Tasks >>
A – Answer these questions using the article on North Carolina's revenue forecast:
(i) By how much did officials downgrade the projected state revenue surplus?
(ii) What overage does the consensus forecast now indicate for this fiscal year?
(iii) About how much does the state currently plan to spend next year?
B – List every dollar amount given in millions in the article on North Carolina's revenue forecast.

┌─ Passage to read

Despite revenue downgrade, North Carolina anticipates nearly $1B more in cash

North Carolina officials downgraded a projected state revenue surplus through mid-2025 by $430 million on Friday, citing lower than anticipated April 15 individual income tax payments due to recent business tax changes. Still, the state expects nearly $1 billion more to enter its coffers.

Last month, economists working for Democratic Gov. Roy Cooper’s administration and at the Republican-controlled legislature predicted formally that collections would exceed revenue budgeted for the year ending June 30 by $413 million. And that jump, they determined, would lead to another $1 billion more received in the fiscal year starting July 1 than projected in the current two-year state budget.

Now the consensus forecast indicates that the overage for this fiscal year will now be $188 million, with another $799 million expected next year, the Office of State Budget and Management and the legislature’s Fiscal Research Division said.

The economists had warned that a forecast revision might be necessary if April collections, which are usually the most volatile, deviated significantly from estimates. That’s what happened, according to the agencies. Personal income tax refunds were higher than anticipated and final payments were lower than expected, as a 2022 tax change that let certain corporations and partnerships pay state taxes, rather than owners or shareholders for their favored tax treatment, likely led to some duplicate payments.

“Fortunately, this adjustment is a one-time event,” a state budget office memo said, adding that “despite this downward revision, the economic outlook for North Carolina remains unchanged, with no effect on the state’s long-term growth.”

It’s unclear if the lower overcollections will make legislators more cautious about additional spending or a potential income tax rebate as the General Assembly now meets to adjust the budget’s second year. The additional monies are a small percentage compared with the nearly $31 billion that the state currently plans to spend next year.

└─
┌─ Information given

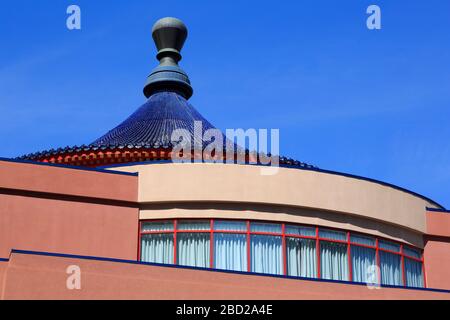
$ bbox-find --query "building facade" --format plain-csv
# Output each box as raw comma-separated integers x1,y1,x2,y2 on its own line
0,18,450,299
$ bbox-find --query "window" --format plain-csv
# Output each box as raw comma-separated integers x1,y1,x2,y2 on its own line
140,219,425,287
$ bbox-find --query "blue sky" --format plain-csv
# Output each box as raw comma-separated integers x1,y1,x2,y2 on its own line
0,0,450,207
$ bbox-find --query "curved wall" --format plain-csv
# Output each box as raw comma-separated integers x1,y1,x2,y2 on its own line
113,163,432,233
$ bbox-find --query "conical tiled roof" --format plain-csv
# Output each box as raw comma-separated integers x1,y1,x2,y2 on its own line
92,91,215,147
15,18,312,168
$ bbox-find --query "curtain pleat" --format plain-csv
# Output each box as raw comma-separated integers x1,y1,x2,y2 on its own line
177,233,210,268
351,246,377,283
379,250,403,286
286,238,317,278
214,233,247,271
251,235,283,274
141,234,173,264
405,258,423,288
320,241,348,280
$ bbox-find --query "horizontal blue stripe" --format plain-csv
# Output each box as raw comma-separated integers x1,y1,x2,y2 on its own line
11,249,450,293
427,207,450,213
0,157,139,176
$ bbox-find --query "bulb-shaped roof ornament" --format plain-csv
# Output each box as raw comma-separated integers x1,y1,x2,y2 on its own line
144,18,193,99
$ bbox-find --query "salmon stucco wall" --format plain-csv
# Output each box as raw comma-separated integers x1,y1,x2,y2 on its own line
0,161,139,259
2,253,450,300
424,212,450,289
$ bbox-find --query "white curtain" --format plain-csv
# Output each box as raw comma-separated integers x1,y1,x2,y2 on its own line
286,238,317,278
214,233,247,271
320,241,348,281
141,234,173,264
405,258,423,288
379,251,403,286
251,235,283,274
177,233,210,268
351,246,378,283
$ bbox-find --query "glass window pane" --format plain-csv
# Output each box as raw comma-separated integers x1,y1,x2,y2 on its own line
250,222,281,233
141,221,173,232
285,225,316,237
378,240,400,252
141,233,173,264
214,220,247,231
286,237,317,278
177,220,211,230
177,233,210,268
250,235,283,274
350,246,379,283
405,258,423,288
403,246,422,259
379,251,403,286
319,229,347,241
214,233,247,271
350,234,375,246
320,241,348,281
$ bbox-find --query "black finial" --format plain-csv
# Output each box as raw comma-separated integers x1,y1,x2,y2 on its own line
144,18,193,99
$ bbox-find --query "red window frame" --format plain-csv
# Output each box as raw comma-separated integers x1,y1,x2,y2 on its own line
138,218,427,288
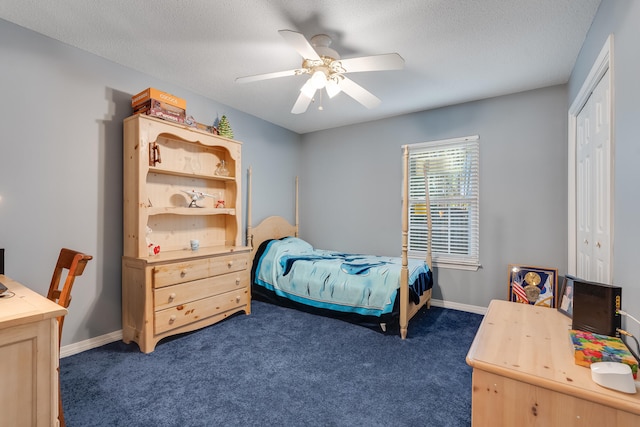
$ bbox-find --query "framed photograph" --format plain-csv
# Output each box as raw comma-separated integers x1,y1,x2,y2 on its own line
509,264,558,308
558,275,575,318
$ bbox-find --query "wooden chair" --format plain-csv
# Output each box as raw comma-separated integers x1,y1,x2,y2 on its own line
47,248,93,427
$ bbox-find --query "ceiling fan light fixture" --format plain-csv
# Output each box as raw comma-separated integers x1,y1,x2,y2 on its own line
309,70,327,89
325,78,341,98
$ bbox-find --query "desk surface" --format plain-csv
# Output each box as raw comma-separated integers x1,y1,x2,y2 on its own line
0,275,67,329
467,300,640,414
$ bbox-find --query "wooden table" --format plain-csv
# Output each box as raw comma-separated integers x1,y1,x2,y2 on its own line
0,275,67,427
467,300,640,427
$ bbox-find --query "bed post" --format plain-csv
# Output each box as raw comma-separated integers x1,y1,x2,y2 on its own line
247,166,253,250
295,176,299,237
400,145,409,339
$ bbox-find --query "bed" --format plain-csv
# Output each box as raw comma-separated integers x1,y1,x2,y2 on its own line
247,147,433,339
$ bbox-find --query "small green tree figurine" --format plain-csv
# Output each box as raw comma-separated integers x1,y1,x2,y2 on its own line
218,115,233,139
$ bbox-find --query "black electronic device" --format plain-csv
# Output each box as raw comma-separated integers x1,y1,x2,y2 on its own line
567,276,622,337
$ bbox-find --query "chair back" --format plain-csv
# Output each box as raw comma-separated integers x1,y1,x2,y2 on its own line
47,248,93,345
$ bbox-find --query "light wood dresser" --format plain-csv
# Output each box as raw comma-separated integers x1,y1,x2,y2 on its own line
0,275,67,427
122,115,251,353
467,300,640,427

└─
┌─ Information given

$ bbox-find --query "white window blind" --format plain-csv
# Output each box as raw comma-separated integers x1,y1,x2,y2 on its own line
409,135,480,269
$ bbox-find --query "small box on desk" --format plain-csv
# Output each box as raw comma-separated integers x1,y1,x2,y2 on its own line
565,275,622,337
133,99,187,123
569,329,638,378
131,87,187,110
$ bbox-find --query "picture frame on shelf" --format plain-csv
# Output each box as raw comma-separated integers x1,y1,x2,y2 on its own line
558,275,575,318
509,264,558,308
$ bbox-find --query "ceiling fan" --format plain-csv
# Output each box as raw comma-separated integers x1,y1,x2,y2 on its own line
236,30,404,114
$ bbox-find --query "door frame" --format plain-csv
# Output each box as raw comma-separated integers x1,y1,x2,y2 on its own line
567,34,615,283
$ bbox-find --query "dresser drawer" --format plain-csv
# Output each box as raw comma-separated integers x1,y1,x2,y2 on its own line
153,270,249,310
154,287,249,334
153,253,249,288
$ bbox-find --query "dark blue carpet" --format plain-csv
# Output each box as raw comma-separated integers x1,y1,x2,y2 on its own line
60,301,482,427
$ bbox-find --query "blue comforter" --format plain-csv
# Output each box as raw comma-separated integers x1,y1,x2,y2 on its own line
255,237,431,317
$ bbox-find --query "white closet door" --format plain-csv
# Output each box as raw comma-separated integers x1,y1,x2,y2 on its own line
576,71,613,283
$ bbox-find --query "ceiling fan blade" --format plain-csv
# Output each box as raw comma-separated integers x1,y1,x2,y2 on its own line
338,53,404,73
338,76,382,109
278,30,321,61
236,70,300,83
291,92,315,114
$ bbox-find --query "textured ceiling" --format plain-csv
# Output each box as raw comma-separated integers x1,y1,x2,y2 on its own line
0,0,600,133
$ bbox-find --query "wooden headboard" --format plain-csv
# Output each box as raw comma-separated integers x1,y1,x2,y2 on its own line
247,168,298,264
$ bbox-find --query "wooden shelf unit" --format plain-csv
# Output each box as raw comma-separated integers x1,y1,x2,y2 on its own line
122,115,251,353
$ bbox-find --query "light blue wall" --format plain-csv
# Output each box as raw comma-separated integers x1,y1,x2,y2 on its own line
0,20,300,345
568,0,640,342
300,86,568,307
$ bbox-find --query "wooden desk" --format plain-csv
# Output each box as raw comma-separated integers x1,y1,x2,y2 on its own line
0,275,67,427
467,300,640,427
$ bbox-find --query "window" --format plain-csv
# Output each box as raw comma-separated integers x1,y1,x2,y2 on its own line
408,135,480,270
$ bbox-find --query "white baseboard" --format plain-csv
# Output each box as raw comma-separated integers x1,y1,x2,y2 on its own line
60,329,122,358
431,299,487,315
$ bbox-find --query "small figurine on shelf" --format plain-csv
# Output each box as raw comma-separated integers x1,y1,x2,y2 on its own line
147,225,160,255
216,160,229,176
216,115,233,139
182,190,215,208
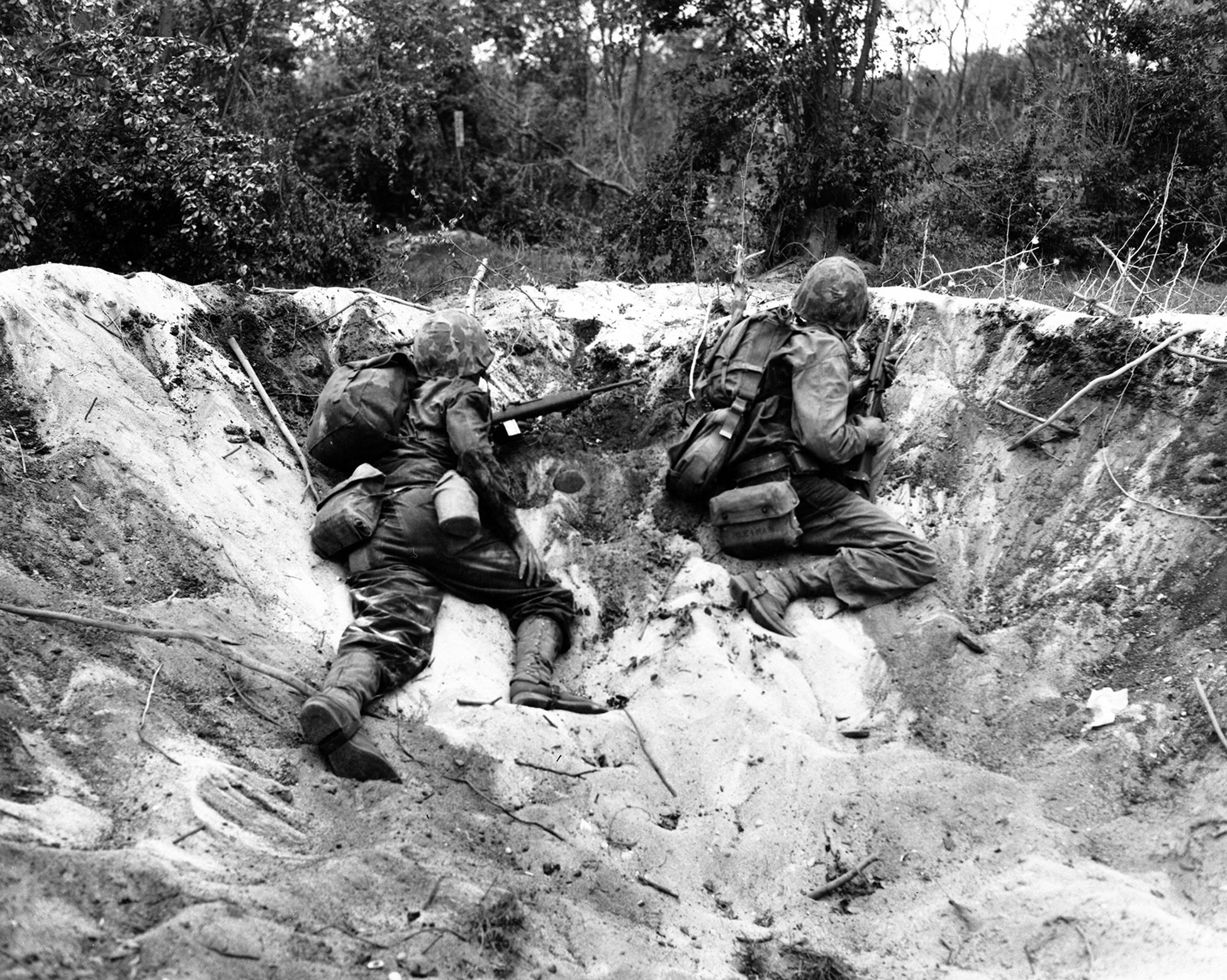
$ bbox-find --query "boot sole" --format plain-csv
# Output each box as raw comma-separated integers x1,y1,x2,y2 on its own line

└─

Answers per task >>
A –
(i) $430 million
(ii) $188 million
(iii) Nearly $31 billion

B –
$430 million
$413 million
$188 million
$799 million